- [Task objective]
Pick out each line in the records containing the word "that", and copy those lines in full.

- [Extracted records]
::::::::
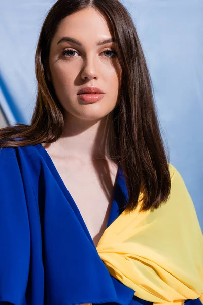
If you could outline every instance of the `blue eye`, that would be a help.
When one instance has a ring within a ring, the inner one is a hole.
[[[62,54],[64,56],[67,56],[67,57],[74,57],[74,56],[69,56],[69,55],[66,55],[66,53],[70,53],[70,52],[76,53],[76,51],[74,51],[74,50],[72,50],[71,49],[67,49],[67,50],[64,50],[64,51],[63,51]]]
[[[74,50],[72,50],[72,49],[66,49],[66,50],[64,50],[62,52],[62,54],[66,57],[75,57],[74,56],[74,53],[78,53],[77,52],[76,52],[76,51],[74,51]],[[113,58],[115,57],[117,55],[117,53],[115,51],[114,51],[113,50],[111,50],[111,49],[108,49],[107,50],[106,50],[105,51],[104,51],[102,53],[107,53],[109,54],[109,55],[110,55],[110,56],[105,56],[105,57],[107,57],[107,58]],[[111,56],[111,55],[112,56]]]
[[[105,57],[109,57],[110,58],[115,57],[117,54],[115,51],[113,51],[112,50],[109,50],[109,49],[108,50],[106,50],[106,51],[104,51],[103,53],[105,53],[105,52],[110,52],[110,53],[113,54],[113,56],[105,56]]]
::::::::
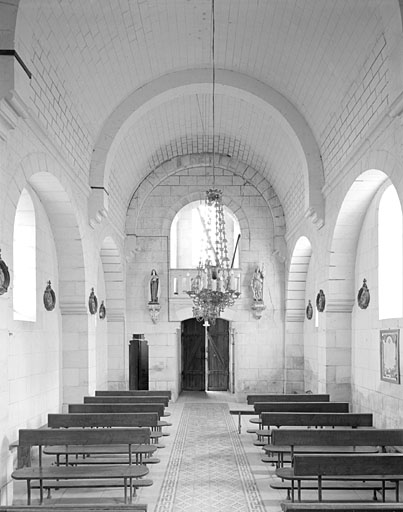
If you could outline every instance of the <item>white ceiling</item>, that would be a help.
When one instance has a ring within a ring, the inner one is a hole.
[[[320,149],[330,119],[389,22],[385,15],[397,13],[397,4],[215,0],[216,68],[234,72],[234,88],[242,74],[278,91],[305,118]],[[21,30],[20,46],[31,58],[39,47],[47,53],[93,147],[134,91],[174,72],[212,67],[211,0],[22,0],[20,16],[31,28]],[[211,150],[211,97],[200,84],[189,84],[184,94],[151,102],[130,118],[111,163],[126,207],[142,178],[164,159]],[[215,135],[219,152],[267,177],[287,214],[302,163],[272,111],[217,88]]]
::::::::
- [Response to the exercise]
If you could outline every instance of the `blue eye`, that would be a help.
If you could outline every instance of the <item>white ceiling</item>, that would be a help.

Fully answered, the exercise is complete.